*** Opening GIVEN TEXT ***
1. Reliable objective tests for the diagnosis and grading of vasospasm would be helpful in the assessment of patients with Raynaud's syndrome.

2. Measurements of finger blood flow at local finger temperatures from 32°C down to 20°C did not reliably distinguish between patients with Raynaud's syndrome and matched control subjects.

3. Using laser Doppler flowmetry to detect blood cell flux in fingertip skin, there was no significant difference (Wilcoxon's signed rank test) in the finger systolic blood pressure of 28 patients with Raynaud's syndrome and their matched controls when the fingers were warm at 32°C.

4. Absence of flux was considered to indicate complete vasospasm and the degree of cooling required to abolish flux indicated the severity of the vasospastic condition in an individual patient.

5. Finger cooling for 5 min did not significantly alter finger systolic blood pressure in the control subjects, but abolished blood cell flux in the fingertip skin of 27 of the 28 patients with Raynaud's syndrome.

6. A grading scale was derived from the flux measurements. There was a significant correlation (r=0.75, P < 0.001) between the grading of disease severity as judged by the flux test and the clinical grade as assessed before the laboratory visit.

7. There was one false-negative result in the 28 patients with Raynaud's syndrome tested and no false-positive results in 28 matched control subjects.

8. This type of testing may prove helpful in the diagnosis and grading of vasospastic disorders.
*** Closing GIVEN TEXT ***
*** Opening GIVEN ENTRIES ***
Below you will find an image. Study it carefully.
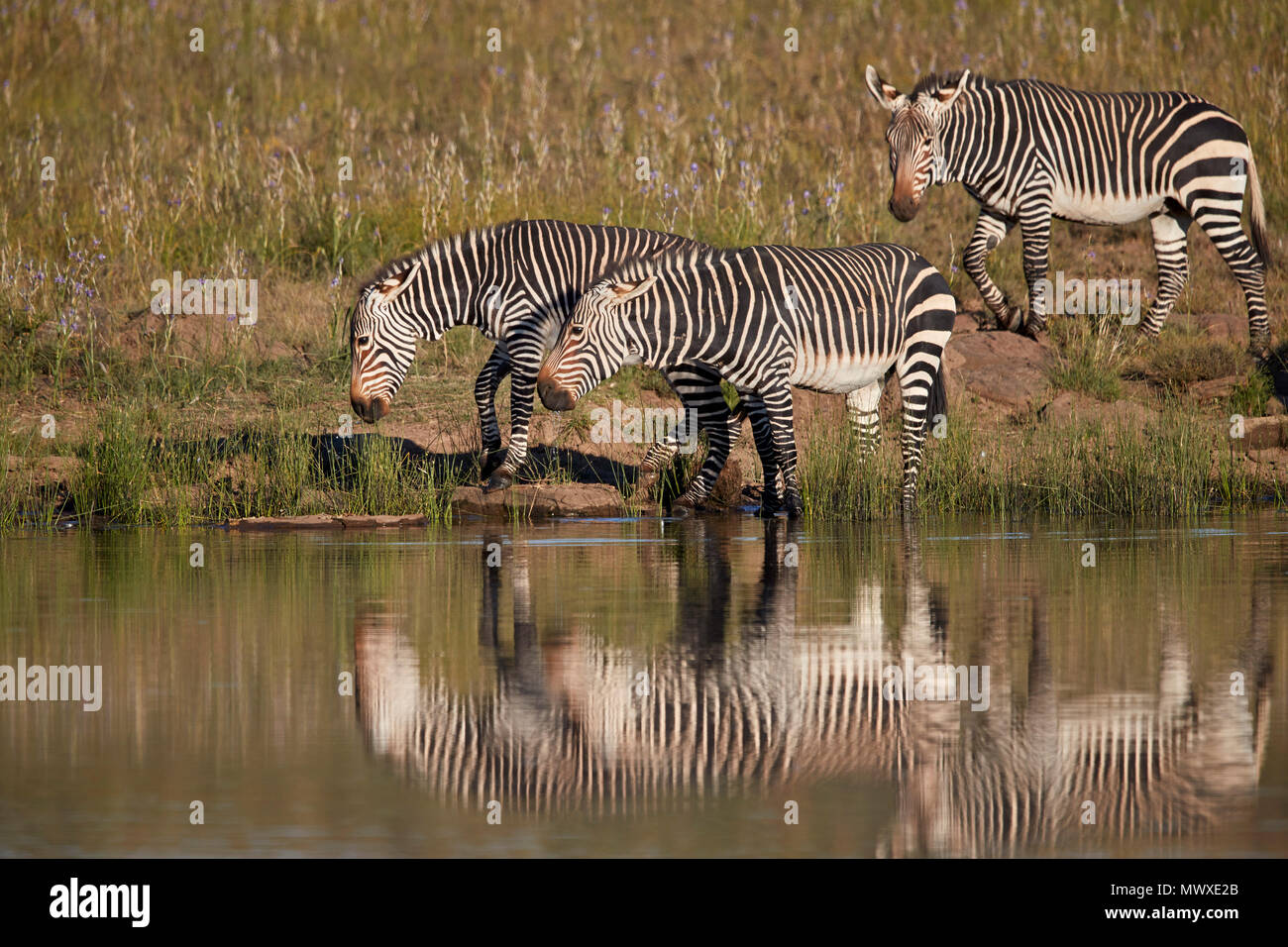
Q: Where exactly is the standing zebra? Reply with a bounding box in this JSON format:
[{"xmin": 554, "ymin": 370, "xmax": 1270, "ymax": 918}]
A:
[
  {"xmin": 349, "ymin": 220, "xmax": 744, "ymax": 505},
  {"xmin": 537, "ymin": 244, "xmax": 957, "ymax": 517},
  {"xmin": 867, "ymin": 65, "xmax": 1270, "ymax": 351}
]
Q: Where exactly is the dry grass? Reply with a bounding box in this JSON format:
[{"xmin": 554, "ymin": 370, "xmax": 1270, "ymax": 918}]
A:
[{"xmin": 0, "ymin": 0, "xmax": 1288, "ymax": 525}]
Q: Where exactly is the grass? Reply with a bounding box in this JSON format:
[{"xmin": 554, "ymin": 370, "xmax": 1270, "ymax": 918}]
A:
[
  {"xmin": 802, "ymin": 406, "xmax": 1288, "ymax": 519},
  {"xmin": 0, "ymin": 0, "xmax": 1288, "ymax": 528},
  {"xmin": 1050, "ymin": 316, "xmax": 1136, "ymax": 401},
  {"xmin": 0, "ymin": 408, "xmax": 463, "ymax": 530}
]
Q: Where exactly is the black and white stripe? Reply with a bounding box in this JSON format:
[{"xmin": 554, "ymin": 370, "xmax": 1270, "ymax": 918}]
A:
*** Closing GIVEN ENTRIES ***
_ACTIVITIES_
[A] Rewrite everything in the Raynaud's syndrome summary from "1. Reliable objective" down to "warm at 32°C.", putting "Raynaud's phenomenon" in place of "Raynaud's syndrome".
[B] In the Raynaud's syndrome summary, what correlation was found between disease severity graded by the flux test and the clinical grade?
The rows have no connection to the Raynaud's syndrome summary.

_RESPONSE LIST_
[A]
1. Reliable objective tests for the diagnosis and grading of vasospasm would be helpful in the assessment of patients with Raynaud's phenomenon.

2. Measurements of finger blood flow at local finger temperatures from 32°C down to 20°C did not reliably distinguish between patients with Raynaud's phenomenon and matched control subjects.

3. Using laser Doppler flowmetry to detect blood cell flux in fingertip skin, there was no significant difference (Wilcoxon's signed rank test) in the finger systolic blood pressure of 28 patients with Raynaud's phenomenon and their matched controls when the fingers were warm at 32°C.

[B] r=0.75, P < 0.001